> _Supplied material_
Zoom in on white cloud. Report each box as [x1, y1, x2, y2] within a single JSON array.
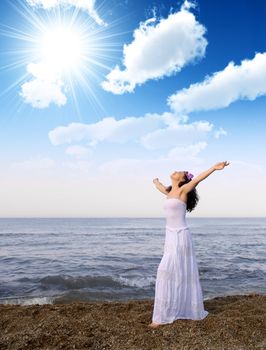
[[62, 160, 95, 172], [11, 156, 55, 170], [66, 145, 91, 158], [168, 53, 266, 113], [141, 121, 213, 150], [214, 128, 227, 139], [167, 142, 208, 160], [26, 0, 106, 25], [20, 62, 66, 108], [48, 112, 213, 149], [102, 1, 207, 94]]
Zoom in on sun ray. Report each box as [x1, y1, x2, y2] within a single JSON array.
[[0, 0, 129, 113]]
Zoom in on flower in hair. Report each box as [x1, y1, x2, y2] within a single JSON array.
[[186, 172, 194, 180]]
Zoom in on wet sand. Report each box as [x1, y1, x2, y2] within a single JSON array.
[[0, 294, 266, 350]]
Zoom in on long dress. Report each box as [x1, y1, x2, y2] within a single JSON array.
[[152, 198, 209, 324]]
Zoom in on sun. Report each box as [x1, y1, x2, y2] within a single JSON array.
[[40, 25, 83, 70], [0, 1, 125, 117]]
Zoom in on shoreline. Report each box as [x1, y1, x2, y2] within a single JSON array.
[[0, 293, 266, 350]]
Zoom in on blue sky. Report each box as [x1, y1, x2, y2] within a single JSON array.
[[0, 0, 266, 217]]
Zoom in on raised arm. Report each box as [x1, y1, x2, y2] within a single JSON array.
[[182, 161, 230, 193], [153, 178, 168, 194]]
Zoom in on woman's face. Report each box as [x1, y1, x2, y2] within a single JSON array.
[[170, 171, 187, 181]]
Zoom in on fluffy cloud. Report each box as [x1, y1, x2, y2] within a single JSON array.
[[11, 156, 55, 170], [102, 1, 207, 94], [168, 53, 266, 113], [48, 112, 213, 150], [141, 121, 213, 150], [66, 145, 91, 158], [20, 62, 66, 108], [167, 142, 208, 159], [26, 0, 106, 25], [214, 128, 227, 139]]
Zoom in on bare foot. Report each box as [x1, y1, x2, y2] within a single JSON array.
[[148, 322, 161, 328]]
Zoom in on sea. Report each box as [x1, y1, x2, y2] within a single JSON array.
[[0, 217, 266, 305]]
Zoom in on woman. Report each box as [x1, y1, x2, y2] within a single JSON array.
[[149, 161, 229, 328]]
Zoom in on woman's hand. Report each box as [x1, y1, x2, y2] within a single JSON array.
[[213, 161, 230, 170]]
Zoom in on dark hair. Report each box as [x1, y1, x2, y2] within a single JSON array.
[[166, 178, 199, 211]]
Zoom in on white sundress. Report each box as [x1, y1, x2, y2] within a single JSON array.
[[152, 198, 209, 324]]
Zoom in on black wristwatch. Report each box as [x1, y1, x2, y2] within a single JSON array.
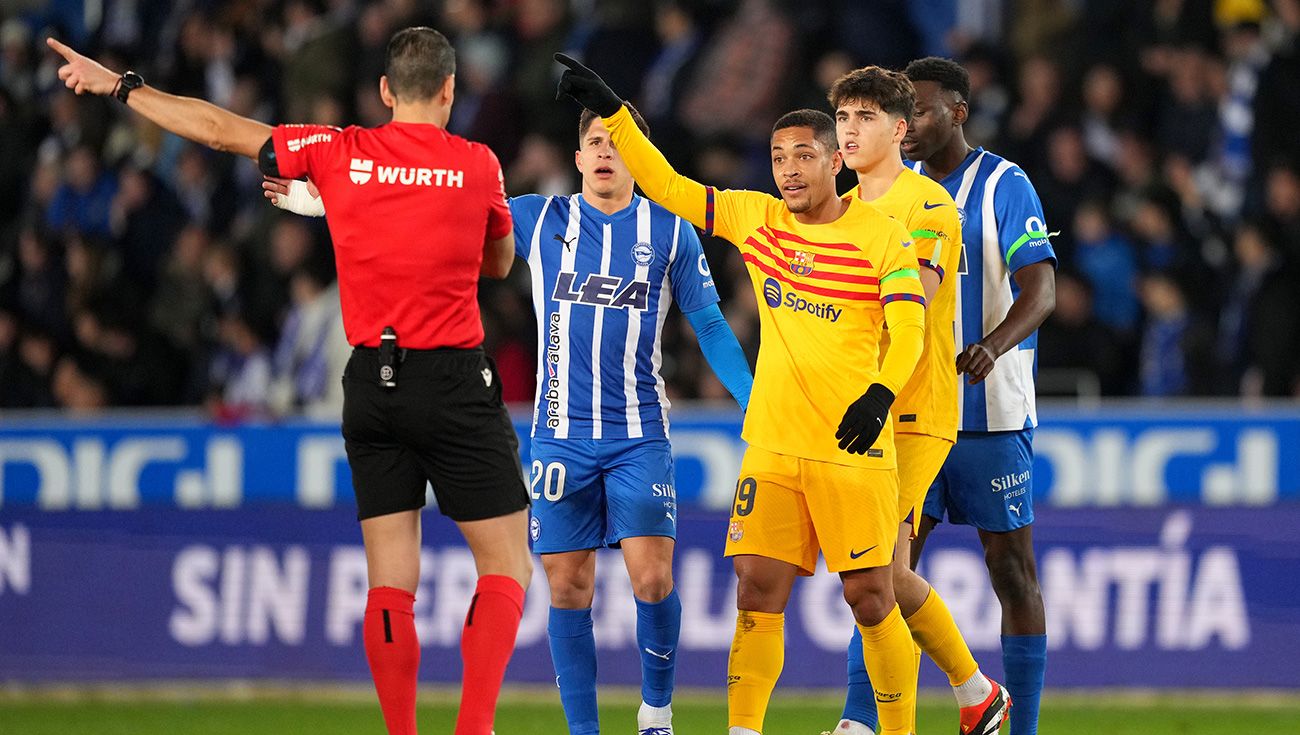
[[113, 72, 144, 104]]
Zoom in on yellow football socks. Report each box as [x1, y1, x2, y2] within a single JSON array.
[[907, 588, 979, 687], [858, 605, 917, 735], [727, 610, 785, 732]]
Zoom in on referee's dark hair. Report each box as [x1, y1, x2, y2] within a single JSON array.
[[577, 100, 650, 141], [384, 26, 456, 101], [772, 109, 840, 154], [904, 56, 971, 101]]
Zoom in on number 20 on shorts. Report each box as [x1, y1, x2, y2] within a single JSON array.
[[733, 477, 758, 515], [528, 459, 564, 501]]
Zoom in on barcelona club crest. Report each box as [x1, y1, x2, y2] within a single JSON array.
[[727, 520, 745, 544], [790, 250, 816, 276]]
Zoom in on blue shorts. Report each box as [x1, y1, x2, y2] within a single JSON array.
[[528, 437, 677, 554], [922, 429, 1034, 531]]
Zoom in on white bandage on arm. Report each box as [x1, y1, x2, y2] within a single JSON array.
[[274, 178, 325, 217]]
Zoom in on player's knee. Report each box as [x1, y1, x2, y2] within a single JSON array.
[[546, 572, 595, 610], [632, 567, 672, 602], [844, 587, 894, 626], [736, 576, 785, 613], [984, 545, 1040, 600]]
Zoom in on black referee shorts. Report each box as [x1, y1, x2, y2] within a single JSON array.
[[343, 347, 528, 520]]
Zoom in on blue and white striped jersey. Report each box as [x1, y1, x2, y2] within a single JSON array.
[[911, 148, 1056, 432], [510, 194, 718, 438]]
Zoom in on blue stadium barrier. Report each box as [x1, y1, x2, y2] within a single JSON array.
[[0, 504, 1300, 686], [0, 403, 1300, 510]]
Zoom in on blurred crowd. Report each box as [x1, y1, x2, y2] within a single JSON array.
[[0, 0, 1300, 420]]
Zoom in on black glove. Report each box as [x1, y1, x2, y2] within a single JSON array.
[[555, 53, 623, 117], [835, 382, 894, 454]]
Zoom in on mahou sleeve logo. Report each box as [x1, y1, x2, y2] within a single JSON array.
[[347, 159, 374, 183]]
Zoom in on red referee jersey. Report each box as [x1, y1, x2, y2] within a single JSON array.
[[272, 122, 512, 350]]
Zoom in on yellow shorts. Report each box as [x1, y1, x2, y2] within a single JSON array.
[[724, 446, 898, 575], [894, 433, 953, 532]]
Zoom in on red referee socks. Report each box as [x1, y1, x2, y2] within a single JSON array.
[[456, 574, 524, 735], [361, 587, 420, 735]]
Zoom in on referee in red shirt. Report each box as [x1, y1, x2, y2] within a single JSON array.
[[48, 27, 533, 735]]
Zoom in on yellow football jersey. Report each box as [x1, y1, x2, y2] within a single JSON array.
[[605, 107, 926, 468], [705, 189, 924, 467], [845, 168, 962, 441]]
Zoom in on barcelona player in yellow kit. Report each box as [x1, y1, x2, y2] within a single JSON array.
[[556, 55, 926, 735], [827, 66, 1009, 735]]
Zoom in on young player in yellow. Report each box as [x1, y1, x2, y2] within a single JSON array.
[[556, 55, 924, 735], [824, 66, 1010, 735]]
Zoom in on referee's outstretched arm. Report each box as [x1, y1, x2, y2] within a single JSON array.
[[46, 38, 270, 160]]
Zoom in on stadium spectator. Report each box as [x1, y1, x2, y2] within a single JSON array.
[[1057, 200, 1139, 333], [1217, 224, 1300, 395], [1037, 272, 1128, 395], [268, 263, 348, 418], [1139, 272, 1191, 398], [46, 146, 117, 237], [681, 0, 794, 142], [52, 355, 109, 415], [208, 307, 273, 420]]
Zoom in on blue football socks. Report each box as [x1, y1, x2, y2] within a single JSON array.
[[546, 608, 601, 735], [637, 589, 681, 706], [840, 626, 879, 730], [1002, 635, 1048, 735]]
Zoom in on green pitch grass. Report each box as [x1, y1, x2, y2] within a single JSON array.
[[0, 684, 1300, 735]]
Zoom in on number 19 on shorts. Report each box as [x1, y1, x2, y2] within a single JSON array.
[[528, 459, 564, 502], [732, 477, 758, 515]]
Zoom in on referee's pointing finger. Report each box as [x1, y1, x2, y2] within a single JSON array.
[[46, 38, 81, 61]]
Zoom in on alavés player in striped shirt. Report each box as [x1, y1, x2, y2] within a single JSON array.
[[269, 98, 753, 735], [902, 57, 1056, 735]]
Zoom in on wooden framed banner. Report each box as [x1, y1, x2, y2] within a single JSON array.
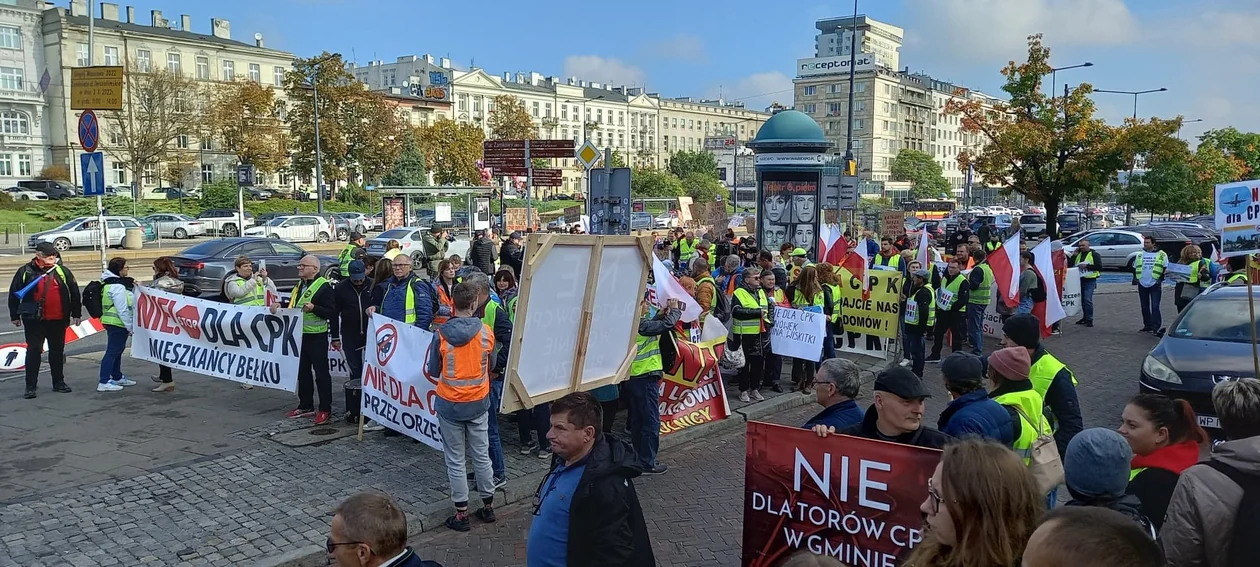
[[500, 234, 653, 413]]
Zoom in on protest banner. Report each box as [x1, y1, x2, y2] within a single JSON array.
[[840, 268, 903, 339], [770, 306, 827, 360], [742, 421, 940, 567], [659, 368, 731, 437], [359, 314, 442, 451], [131, 286, 302, 392]]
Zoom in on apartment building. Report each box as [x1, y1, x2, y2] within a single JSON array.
[[43, 0, 295, 198]]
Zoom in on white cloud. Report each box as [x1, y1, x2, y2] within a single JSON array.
[[905, 0, 1140, 62], [643, 34, 708, 62], [564, 55, 648, 86]]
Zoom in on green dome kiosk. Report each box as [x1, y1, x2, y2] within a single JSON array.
[[748, 111, 832, 261]]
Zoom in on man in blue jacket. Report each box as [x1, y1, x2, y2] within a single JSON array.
[[936, 353, 1014, 447], [804, 358, 863, 435]]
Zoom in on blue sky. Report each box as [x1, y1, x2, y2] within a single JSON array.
[[137, 0, 1260, 141]]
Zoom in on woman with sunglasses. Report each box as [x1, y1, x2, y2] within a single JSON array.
[[905, 438, 1046, 567]]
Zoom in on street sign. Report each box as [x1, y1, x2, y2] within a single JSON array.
[[79, 110, 101, 151], [573, 140, 602, 170], [79, 151, 105, 197], [71, 67, 122, 110]]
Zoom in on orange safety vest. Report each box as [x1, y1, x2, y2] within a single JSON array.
[[437, 323, 494, 403]]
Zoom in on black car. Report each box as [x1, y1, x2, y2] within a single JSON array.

> _Problem requirements_
Copy everything from the line containing "Zoom in on long" down to the line containing "[[182, 161, 230, 193], [153, 178, 168, 194]]", both included, without any change to the records.

> _Exercise result_
Zoom in on long dress. Report each box as [x1, y1, x2, y2] within a single JSON array.
[[152, 198, 209, 324]]
Zoom in on sun. Report each box as [x1, y1, x2, y2] within a single JSON array.
[[40, 25, 83, 70], [0, 1, 125, 117]]
Zoom in on shoreline. Report each box as [x1, y1, x2, y2] within a single JSON array.
[[0, 293, 266, 350]]
Zoom in on blue sky. Report each box as [x1, y1, x2, y2] within a single JSON array.
[[0, 0, 266, 217]]
Zoom in on raised arm. Report each box as [x1, y1, x2, y2] within a single JSON array.
[[182, 161, 230, 193], [153, 178, 168, 194]]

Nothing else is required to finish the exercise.